=== READING TEXT ===
Step 3: Connect to DynamoDB Streams

Enable streams on your DynamoDB table, then connect Lambda:

# Enable streams
aws dynamodb update-table \
  --table-name my-table \
  --stream-specification StreamEnabled=true,StreamViewType=NEW_AND_OLD_IMAGES

Your Lambda automatically gets triggered when data changes. Configure the event source:

// Lambda gets batches of records
// Process them in parallel with goroutines
func handler(ctx context.Context, event events.DynamoDBEvent) error {
    results := make(chan error, len(event.Records))
    
    for _, record := range event.Records {
        go func(r events.DynamoDBEventRecord) {
            results <- processRecord(r)
        }(record)
    }
    
    // Collect results
    for range event.Records {
        if err := <-results; err != nil {
            return err
        }
    }
    
    return nil
}

Tips:

  • Batch size of 100 works well
  • Add a dead letter queue for failed events
  • Use goroutines for parallel processing
  • Set appropriate timeout (30-60s)

Step 4: Add EventBridge for Flexibility

EventBridge lets you trigger Lambda from multiple sources:

// Handle different event types
func router(ctx context.Context, event json.RawMessage) error {
    var eventType struct {
        Source string `json:"source"`
    }
    
    json.Unmarshal(event, &eventType)
    
    switch eventType.Source {
    case "aws.dynamodb":
        return handleDynamoDB(event)
    case "aws.s3":
        return handleS3(event)
    case "custom.scheduled":
        return handleScheduled(event)
    default:
        return fmt.Errorf("unknown source: %s", eventType.Source)
    }
}

Schedule periodic processing:

# Run every hour
aws events put-rule \
  --name hourly-processing \
  --schedule-expression "rate(1 hour)"
=== PROVIDED MATERIAL ===
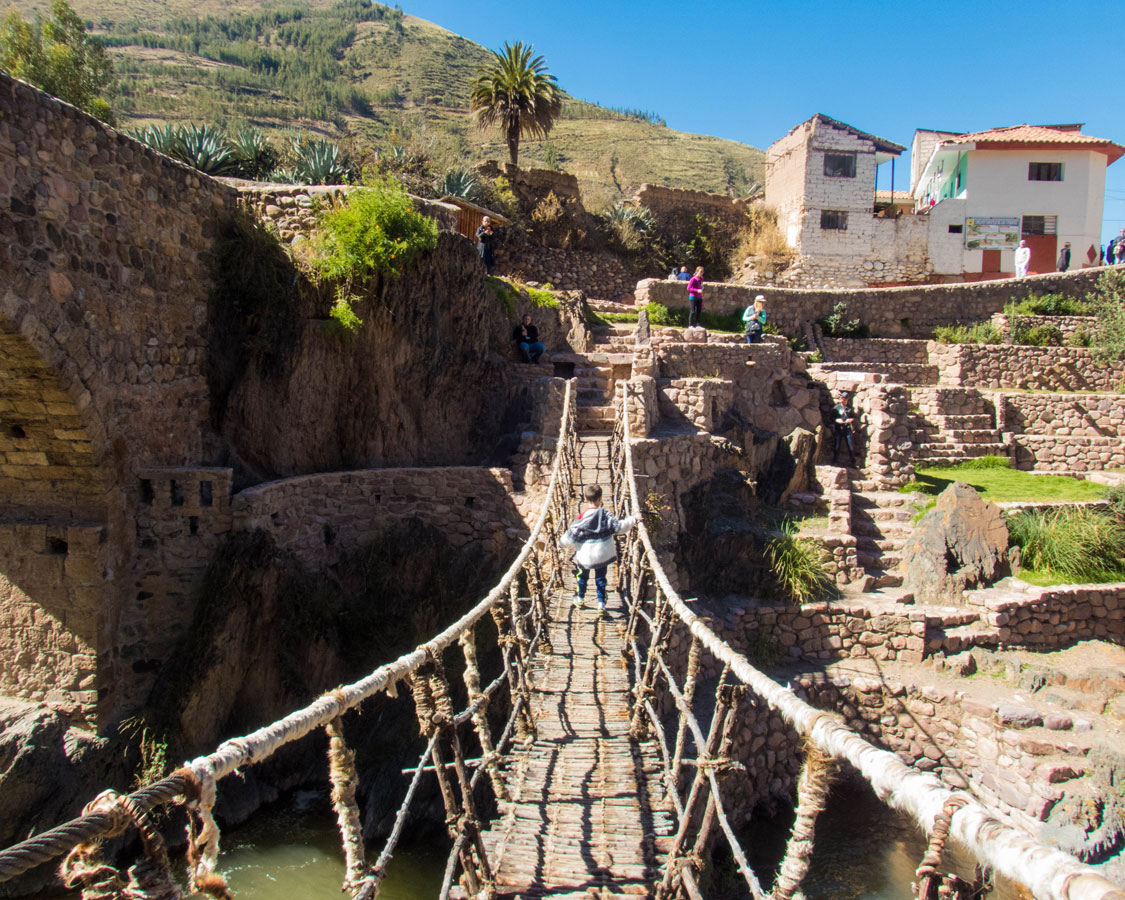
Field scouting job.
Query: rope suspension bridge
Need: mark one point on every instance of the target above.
(606, 781)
===
[TO BE DONE] Please give the timeout range that the tips in the Lambda and DynamoDB Streams guide above recommend.

[CORRECT RESULT] 30 to 60 seconds.